◆ Goal
Gather every line of the data below that contains the string "orange" and reproduce each one in full.
===
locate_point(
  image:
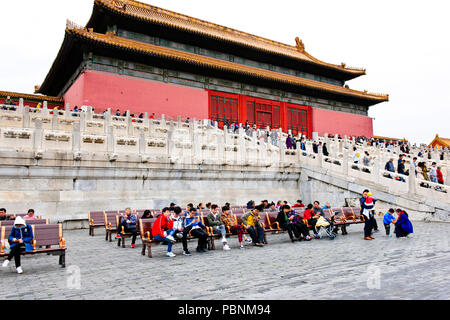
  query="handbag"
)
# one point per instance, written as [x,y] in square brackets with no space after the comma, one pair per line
[322,222]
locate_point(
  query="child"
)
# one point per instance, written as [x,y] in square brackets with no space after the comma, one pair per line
[387,220]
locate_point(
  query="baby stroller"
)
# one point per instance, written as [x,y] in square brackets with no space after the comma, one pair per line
[327,225]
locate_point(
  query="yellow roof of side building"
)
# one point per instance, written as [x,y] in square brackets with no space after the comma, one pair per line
[142,11]
[440,142]
[145,48]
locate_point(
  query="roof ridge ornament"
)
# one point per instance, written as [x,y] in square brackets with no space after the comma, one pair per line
[300,44]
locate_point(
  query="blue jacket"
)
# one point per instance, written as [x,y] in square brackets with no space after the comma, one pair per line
[405,224]
[133,220]
[188,221]
[389,167]
[388,218]
[362,202]
[25,233]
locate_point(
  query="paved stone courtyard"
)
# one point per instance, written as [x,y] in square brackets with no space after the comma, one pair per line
[345,268]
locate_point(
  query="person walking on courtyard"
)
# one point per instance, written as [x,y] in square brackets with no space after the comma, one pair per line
[19,238]
[163,223]
[403,226]
[128,222]
[215,221]
[251,223]
[193,225]
[233,226]
[289,144]
[284,220]
[387,220]
[367,204]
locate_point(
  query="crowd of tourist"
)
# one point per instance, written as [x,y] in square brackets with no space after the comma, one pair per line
[175,223]
[19,238]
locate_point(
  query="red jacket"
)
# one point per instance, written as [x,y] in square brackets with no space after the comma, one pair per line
[160,224]
[440,176]
[307,214]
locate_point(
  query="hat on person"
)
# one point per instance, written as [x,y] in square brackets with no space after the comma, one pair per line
[19,221]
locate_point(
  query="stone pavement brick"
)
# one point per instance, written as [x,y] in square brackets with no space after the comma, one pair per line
[347,267]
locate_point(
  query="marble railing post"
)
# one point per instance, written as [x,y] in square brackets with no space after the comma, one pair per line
[242,146]
[20,107]
[142,145]
[151,127]
[146,120]
[320,158]
[195,151]
[170,140]
[108,120]
[111,145]
[376,171]
[412,179]
[89,114]
[45,112]
[345,162]
[447,178]
[26,117]
[38,138]
[55,121]
[129,123]
[316,136]
[76,141]
[83,121]
[221,147]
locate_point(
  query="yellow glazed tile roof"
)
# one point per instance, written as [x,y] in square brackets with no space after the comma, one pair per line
[31,96]
[112,40]
[172,19]
[443,142]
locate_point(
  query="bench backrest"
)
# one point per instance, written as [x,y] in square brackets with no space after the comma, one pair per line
[156,212]
[111,219]
[48,235]
[328,213]
[96,218]
[22,215]
[240,211]
[31,222]
[269,219]
[145,228]
[43,235]
[348,213]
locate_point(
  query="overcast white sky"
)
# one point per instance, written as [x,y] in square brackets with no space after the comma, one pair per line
[404,46]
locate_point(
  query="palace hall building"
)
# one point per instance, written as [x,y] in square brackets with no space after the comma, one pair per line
[137,57]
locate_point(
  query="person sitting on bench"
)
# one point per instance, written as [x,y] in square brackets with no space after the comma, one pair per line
[30,215]
[251,223]
[216,223]
[284,219]
[3,215]
[20,238]
[193,225]
[162,223]
[235,228]
[128,221]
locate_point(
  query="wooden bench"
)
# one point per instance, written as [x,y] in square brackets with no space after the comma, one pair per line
[44,237]
[238,213]
[31,222]
[23,215]
[145,231]
[125,235]
[111,223]
[96,220]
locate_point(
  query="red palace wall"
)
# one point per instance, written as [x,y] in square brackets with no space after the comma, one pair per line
[103,90]
[33,104]
[333,122]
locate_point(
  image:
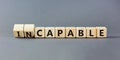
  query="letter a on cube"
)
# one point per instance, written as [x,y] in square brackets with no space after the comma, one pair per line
[39,32]
[29,30]
[60,32]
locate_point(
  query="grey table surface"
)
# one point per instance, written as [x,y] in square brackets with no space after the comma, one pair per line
[60,13]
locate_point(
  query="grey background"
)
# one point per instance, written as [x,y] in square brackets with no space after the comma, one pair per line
[60,13]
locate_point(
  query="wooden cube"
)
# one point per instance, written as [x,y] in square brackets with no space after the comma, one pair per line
[60,32]
[91,32]
[80,32]
[49,32]
[29,30]
[39,32]
[70,32]
[18,30]
[101,32]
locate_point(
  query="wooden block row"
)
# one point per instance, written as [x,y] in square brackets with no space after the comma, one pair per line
[30,31]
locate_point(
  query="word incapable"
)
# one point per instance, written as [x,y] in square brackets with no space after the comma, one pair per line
[30,31]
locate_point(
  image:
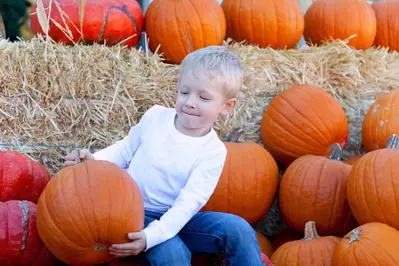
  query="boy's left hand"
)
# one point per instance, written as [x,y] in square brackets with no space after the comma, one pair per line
[132,248]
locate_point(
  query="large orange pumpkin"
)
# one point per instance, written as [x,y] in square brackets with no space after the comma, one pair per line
[179,27]
[369,244]
[381,121]
[86,208]
[372,186]
[387,15]
[20,244]
[104,21]
[275,23]
[314,188]
[311,250]
[21,178]
[303,119]
[327,20]
[248,182]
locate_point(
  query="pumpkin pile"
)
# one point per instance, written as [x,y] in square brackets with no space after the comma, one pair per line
[22,181]
[175,28]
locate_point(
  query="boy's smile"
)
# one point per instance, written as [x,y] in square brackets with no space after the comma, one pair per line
[199,103]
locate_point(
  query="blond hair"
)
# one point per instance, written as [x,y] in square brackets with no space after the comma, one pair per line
[216,62]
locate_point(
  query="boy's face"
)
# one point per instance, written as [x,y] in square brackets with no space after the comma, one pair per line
[200,101]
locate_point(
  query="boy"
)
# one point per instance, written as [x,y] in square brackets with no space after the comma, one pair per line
[176,159]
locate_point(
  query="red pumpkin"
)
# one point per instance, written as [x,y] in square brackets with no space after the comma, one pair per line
[104,21]
[20,244]
[86,208]
[21,178]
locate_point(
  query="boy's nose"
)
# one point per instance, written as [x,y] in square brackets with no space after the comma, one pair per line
[190,102]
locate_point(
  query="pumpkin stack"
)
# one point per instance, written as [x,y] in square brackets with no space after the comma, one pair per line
[342,205]
[22,181]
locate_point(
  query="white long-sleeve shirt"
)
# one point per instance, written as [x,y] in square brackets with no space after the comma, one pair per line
[175,173]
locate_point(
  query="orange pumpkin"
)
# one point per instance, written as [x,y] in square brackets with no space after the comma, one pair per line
[248,183]
[275,23]
[285,236]
[381,121]
[311,250]
[303,119]
[352,159]
[179,27]
[372,185]
[265,246]
[327,20]
[86,208]
[314,188]
[104,21]
[387,15]
[369,244]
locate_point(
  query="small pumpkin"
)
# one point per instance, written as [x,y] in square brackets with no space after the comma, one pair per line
[20,244]
[21,178]
[176,28]
[311,250]
[248,183]
[314,188]
[303,119]
[327,20]
[104,21]
[86,208]
[372,186]
[275,23]
[368,244]
[387,16]
[381,121]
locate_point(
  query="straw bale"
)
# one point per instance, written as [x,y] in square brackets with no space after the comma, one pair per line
[55,98]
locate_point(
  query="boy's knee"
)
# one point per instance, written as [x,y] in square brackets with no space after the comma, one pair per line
[236,226]
[171,252]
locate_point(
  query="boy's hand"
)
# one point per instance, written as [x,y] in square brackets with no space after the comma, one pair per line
[132,248]
[70,159]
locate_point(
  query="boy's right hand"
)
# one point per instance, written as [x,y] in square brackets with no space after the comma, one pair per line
[84,155]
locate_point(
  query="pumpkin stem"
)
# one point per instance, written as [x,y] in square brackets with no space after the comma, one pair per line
[310,231]
[336,153]
[234,135]
[393,142]
[354,235]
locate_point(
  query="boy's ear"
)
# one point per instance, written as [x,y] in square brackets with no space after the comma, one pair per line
[229,105]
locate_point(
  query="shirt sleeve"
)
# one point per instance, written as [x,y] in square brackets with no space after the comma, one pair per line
[192,198]
[122,151]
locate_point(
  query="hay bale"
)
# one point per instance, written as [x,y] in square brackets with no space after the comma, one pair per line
[55,98]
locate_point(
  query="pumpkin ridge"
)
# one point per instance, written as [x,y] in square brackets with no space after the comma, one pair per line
[82,213]
[377,193]
[188,36]
[311,138]
[274,146]
[69,241]
[393,186]
[333,212]
[307,120]
[327,129]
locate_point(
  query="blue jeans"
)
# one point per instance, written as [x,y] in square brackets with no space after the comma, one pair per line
[208,232]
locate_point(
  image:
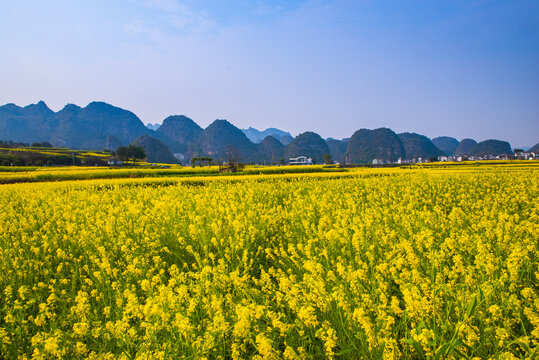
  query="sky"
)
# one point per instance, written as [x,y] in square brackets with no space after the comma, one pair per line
[467,69]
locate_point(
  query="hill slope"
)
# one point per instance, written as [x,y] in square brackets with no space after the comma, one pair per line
[491,147]
[418,146]
[73,126]
[257,136]
[337,149]
[156,151]
[447,144]
[465,147]
[534,148]
[270,151]
[366,145]
[220,137]
[307,144]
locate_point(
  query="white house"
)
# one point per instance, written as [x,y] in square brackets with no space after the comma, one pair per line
[300,160]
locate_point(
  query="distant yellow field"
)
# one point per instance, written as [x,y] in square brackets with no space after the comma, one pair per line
[420,262]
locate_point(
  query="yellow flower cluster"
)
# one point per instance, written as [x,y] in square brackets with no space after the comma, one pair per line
[379,263]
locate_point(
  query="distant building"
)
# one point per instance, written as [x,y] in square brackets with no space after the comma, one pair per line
[300,160]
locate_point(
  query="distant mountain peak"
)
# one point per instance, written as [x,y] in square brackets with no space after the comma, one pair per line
[257,136]
[71,107]
[39,107]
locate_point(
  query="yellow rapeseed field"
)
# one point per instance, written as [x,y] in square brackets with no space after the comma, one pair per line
[367,264]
===
◆ Written answer
  query="large orange pumpkin"
  query="orange pumpkin"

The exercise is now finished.